_Task item_.
Using "knot" as the search string, find the matching lines below and copy them.

-------- Study material

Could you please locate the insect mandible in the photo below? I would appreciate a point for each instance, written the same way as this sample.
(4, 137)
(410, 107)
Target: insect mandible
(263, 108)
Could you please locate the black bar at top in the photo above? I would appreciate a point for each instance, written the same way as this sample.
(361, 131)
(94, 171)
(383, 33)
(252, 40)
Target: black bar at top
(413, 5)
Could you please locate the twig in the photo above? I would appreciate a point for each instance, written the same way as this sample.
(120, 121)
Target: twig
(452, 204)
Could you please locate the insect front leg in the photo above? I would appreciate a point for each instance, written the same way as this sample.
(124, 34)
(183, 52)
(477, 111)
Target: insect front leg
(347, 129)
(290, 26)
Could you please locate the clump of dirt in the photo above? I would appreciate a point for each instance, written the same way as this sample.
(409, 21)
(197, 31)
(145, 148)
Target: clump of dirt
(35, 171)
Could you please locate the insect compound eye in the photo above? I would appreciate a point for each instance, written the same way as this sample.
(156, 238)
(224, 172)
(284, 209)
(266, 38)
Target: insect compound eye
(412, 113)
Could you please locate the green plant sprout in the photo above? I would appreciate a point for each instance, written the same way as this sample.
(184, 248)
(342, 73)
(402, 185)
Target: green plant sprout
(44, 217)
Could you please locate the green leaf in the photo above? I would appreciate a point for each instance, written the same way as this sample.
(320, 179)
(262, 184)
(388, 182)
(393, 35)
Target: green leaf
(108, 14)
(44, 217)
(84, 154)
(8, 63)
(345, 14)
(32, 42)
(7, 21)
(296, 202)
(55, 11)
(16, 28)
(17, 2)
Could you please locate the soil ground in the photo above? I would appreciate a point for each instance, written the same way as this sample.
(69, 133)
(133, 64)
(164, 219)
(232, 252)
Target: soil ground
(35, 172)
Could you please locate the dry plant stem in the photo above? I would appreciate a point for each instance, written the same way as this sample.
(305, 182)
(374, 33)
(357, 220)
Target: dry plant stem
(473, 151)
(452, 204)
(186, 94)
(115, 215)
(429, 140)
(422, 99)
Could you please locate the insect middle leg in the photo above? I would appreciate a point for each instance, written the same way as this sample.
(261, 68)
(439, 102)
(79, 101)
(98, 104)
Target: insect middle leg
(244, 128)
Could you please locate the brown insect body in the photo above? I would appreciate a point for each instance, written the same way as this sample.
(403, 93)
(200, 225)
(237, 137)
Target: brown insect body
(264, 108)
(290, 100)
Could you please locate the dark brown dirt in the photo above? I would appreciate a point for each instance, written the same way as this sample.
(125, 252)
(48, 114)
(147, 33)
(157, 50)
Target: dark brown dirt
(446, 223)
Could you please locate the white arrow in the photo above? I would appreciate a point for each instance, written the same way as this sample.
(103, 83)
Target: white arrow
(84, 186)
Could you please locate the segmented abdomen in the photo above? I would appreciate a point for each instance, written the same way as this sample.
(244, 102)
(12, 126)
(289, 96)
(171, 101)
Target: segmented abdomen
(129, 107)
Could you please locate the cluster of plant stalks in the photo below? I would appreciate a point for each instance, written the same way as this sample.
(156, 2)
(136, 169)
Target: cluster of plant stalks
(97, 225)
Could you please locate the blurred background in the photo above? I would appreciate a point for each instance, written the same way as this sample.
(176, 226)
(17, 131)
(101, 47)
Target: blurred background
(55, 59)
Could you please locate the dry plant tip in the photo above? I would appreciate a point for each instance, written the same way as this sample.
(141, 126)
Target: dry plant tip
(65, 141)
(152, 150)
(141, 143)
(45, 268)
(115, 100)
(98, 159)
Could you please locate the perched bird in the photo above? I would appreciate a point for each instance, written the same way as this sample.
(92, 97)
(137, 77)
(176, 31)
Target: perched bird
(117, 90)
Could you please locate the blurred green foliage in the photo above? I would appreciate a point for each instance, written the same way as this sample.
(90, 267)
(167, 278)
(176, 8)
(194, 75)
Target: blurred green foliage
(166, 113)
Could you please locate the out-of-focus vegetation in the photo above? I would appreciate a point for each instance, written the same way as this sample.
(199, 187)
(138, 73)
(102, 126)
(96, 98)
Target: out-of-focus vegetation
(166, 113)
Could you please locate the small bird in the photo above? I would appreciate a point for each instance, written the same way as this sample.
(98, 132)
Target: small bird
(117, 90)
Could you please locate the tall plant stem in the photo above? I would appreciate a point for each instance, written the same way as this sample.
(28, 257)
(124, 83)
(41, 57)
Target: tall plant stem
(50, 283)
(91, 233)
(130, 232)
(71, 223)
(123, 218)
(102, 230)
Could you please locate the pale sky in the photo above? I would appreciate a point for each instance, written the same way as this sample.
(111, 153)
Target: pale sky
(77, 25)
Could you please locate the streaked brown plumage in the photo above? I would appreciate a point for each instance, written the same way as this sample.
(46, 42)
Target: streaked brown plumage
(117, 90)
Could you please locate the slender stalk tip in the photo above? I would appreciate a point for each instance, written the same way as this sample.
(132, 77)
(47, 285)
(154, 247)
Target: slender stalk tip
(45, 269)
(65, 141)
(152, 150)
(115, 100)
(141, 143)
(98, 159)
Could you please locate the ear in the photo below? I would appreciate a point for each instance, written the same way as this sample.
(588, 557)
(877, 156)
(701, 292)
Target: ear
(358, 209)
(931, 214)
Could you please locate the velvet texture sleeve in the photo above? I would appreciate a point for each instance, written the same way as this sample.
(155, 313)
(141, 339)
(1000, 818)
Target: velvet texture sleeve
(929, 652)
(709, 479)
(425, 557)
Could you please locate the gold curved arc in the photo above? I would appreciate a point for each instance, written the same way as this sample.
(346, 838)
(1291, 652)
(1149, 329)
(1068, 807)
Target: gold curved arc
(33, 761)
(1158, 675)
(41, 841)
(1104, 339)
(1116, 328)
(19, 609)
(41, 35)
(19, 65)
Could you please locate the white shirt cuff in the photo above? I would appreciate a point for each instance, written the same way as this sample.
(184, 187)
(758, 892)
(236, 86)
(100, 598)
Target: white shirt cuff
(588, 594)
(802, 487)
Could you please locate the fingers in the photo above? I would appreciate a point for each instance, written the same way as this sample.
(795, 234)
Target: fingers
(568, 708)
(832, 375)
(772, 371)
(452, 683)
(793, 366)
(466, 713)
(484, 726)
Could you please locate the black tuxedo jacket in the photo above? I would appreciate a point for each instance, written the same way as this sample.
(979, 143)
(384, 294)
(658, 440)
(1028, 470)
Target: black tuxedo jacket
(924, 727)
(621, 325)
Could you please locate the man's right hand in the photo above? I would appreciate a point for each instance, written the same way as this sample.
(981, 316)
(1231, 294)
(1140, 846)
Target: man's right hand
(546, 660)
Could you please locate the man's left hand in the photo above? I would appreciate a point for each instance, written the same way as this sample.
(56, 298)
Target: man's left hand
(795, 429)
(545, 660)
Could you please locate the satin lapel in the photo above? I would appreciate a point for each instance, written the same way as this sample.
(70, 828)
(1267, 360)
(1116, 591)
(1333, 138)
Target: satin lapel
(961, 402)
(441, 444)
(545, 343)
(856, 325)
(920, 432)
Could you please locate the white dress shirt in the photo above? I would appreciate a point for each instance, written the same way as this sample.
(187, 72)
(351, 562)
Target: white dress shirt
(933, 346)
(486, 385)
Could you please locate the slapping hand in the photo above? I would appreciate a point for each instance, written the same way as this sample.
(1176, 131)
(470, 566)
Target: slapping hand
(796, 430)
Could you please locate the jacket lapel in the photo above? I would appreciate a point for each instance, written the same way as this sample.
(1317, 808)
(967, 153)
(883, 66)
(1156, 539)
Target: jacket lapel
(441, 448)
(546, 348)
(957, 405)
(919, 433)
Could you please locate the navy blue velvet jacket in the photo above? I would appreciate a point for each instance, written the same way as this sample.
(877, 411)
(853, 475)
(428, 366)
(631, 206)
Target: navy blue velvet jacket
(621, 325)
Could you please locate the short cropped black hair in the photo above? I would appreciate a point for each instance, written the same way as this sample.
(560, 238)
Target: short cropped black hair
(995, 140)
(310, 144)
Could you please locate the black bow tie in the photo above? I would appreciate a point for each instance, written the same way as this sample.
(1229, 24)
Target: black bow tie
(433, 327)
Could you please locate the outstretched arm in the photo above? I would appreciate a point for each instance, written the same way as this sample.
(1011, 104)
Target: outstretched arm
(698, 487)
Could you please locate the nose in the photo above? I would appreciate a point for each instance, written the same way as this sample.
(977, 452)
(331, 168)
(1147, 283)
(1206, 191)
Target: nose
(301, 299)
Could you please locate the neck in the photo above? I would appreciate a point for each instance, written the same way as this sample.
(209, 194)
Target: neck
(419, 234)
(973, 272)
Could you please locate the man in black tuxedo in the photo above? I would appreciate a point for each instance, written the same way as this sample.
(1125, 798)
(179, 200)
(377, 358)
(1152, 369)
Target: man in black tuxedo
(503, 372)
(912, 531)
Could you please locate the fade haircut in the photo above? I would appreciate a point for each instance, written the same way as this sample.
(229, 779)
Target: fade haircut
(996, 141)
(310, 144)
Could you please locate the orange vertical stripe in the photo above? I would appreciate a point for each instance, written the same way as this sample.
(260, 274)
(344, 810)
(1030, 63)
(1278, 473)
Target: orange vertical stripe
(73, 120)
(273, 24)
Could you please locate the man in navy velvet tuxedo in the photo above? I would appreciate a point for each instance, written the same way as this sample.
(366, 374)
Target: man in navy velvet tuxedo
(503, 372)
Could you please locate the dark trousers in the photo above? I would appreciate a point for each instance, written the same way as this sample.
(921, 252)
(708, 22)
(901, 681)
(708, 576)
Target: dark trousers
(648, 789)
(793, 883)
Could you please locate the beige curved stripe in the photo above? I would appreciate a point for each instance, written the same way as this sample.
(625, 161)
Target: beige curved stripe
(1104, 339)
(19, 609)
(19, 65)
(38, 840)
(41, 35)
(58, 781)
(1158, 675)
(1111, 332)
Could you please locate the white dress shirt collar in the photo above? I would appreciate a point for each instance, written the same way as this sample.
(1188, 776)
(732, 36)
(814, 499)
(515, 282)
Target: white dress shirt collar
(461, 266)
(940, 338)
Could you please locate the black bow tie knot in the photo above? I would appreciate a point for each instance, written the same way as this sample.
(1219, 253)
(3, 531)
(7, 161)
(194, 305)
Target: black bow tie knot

----------------

_Response to this task_.
Could you please locate the black bow tie knot in the photo above? I would appreciate a point for each instance, written the same way as this sample.
Target: black bow tie knot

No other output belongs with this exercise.